Instructions to follow
Copy every line, leaving nothing out and adding nothing.

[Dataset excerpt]

====================

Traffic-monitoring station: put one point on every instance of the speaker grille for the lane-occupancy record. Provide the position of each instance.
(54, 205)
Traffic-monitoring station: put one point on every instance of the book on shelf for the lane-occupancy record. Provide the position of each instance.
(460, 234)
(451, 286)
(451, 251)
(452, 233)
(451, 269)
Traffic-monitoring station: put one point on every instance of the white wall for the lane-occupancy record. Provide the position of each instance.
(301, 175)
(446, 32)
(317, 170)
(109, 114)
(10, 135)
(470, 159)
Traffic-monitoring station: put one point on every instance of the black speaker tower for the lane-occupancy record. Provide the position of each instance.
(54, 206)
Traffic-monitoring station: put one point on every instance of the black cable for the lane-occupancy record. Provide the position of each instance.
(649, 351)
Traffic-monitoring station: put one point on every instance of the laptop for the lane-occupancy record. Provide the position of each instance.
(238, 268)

====================

Written reply
Traffic-monitoring station: put one point on every instance of the speaker grille for the lane-occupancy record. Provide the position of each instance.
(54, 205)
Traffic-monitoring station: put one point on every instance of the book on shelf for the lane-occupancy record. Provide the position of each instance.
(460, 234)
(451, 286)
(451, 251)
(452, 233)
(451, 269)
Traffic-monitoring station: put one point on every instance of the white wall for the lane-occupancy record. Provide the position of each instance.
(301, 175)
(446, 32)
(317, 170)
(109, 114)
(10, 135)
(470, 159)
Traffic-monitoring station: put one point on every instance of the black speaker tower for the lane-occupancy record. Provide the position of each instance.
(54, 206)
Traffic-monitoring station: put one point on every instance of the black cable for the lane-occupancy record. Provide the position of each instance.
(649, 351)
Traffic-monitoring station: put one point on every instance of the laptop for the lane-occupancy record. Provide the position of each instance.
(238, 268)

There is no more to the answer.